Dataset entries:
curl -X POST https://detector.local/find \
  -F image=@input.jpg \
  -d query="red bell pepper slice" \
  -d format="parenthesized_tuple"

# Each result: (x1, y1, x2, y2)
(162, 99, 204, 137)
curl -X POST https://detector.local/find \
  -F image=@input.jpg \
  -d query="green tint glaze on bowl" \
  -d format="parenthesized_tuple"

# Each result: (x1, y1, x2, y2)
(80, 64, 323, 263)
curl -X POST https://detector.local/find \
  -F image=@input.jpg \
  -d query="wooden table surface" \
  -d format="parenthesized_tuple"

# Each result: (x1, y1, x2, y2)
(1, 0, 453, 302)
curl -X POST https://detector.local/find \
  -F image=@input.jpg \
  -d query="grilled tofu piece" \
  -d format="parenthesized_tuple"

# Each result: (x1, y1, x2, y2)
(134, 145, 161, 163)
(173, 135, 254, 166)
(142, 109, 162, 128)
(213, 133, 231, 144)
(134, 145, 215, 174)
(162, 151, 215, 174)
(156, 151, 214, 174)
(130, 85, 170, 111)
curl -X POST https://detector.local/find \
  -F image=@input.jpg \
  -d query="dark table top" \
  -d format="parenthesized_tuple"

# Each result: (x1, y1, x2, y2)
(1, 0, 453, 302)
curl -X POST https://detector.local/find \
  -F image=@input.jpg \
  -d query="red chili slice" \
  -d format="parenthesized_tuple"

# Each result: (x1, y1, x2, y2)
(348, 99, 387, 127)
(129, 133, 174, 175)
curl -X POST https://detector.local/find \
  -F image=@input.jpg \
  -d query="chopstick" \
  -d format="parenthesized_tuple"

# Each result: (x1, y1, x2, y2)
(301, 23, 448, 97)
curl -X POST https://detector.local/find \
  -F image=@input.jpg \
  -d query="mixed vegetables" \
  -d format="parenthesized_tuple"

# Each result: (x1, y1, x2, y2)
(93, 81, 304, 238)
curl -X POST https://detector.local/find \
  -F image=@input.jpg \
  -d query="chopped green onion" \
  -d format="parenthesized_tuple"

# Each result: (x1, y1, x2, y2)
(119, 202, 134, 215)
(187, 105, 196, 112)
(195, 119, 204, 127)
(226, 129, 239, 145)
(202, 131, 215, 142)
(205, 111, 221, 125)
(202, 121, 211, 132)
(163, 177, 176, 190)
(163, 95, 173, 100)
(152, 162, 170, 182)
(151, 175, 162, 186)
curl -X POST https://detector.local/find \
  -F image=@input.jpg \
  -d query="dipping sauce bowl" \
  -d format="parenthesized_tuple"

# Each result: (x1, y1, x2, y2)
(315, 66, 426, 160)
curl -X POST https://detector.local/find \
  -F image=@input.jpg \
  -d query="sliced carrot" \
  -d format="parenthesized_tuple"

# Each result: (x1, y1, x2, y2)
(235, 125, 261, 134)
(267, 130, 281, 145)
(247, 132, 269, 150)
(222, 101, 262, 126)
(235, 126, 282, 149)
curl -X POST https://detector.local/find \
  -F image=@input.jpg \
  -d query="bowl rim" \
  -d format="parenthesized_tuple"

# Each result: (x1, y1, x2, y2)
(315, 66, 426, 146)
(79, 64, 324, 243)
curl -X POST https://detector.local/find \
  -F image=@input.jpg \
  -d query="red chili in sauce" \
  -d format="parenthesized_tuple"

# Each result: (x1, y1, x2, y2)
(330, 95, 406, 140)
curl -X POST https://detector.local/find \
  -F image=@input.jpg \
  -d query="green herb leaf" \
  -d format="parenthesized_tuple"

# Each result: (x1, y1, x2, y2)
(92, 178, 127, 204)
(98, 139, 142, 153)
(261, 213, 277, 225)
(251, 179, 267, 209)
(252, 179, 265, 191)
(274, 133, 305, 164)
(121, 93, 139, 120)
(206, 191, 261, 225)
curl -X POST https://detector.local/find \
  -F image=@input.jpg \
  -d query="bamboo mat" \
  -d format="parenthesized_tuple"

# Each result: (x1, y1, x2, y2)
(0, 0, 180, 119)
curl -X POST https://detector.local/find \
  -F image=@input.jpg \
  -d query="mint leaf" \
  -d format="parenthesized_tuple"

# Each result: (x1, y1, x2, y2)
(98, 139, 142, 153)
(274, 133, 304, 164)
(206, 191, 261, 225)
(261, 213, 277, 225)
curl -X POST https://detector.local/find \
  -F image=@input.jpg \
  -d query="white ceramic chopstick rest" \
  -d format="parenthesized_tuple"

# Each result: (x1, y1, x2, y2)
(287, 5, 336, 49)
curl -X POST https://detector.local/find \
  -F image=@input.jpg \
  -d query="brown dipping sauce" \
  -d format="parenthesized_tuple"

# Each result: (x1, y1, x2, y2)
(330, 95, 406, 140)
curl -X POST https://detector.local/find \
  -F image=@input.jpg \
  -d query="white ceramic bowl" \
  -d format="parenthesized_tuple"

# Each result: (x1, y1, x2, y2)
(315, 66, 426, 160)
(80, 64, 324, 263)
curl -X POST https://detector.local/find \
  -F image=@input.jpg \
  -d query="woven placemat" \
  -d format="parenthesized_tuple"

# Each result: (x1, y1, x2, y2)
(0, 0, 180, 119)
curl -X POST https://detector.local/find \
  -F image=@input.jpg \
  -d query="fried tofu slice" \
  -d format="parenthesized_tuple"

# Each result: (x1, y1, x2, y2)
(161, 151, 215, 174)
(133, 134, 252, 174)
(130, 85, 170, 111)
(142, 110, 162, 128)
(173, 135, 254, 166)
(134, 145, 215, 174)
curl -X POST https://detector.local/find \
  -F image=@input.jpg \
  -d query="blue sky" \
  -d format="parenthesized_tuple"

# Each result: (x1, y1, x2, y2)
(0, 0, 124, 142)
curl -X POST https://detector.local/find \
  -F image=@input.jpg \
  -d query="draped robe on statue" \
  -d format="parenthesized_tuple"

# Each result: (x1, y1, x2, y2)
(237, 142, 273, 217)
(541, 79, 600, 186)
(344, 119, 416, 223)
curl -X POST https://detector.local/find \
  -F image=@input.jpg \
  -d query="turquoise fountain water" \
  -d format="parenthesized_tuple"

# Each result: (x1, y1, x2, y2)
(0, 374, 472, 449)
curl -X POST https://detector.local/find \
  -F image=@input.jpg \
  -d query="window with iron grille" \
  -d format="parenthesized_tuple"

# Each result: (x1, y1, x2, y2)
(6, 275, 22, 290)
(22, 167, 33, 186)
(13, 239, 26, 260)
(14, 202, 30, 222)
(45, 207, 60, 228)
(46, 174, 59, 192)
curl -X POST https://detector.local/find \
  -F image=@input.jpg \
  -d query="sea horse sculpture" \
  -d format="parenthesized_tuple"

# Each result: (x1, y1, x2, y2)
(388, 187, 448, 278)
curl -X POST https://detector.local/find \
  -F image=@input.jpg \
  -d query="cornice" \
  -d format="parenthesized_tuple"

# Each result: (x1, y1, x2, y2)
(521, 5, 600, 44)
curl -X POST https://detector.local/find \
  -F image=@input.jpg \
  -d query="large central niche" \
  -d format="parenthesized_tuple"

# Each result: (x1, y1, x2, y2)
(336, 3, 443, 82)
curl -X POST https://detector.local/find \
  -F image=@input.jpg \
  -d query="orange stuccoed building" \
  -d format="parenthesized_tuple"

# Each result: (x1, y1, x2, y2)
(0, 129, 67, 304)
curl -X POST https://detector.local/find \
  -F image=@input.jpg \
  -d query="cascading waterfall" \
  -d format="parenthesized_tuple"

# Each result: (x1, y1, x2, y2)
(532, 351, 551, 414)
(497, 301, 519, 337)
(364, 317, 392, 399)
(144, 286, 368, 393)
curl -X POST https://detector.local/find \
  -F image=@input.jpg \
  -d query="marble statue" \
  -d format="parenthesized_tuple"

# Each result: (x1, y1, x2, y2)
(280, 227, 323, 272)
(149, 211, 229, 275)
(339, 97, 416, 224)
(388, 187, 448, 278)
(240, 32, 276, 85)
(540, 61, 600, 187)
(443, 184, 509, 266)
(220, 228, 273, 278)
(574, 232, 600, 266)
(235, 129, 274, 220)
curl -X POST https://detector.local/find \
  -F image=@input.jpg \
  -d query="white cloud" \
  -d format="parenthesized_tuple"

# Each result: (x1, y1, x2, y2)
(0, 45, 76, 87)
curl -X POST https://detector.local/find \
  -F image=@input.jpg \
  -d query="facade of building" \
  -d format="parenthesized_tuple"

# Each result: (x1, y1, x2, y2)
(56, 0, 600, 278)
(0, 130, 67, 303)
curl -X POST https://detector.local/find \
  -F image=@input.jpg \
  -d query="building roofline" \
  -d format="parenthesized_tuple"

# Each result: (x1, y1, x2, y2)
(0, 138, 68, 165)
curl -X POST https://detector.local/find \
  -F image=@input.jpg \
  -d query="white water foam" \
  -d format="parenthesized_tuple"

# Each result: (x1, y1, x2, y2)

Task item:
Search the data for the string "bowl". List each line that has it.

Solved exercise:
  -d query="green tint glaze on bowl" \
  -d query="dipping sauce bowl" \
  -d query="bowl rim" \
  -d query="white ceramic bowl" \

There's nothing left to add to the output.